## Brief
Count the lines below that contain the word "bark" and reply with that number alone.

## Data provided
***

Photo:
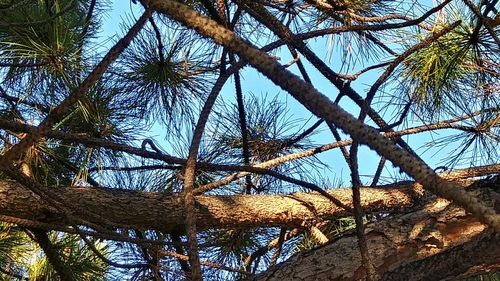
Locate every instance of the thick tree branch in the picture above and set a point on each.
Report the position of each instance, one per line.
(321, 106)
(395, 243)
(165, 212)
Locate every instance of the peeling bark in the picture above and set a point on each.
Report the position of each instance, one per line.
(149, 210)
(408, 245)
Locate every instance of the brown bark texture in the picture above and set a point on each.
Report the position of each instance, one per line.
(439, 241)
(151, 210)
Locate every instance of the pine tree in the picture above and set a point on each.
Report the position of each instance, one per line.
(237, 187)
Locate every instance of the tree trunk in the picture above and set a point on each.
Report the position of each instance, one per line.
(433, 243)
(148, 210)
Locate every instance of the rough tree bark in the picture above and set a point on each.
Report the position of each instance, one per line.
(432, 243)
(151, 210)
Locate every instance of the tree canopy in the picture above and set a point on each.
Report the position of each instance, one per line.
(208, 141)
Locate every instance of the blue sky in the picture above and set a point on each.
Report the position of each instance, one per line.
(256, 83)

***

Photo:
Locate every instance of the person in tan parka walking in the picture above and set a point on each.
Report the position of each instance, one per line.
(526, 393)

***

## Full solution
3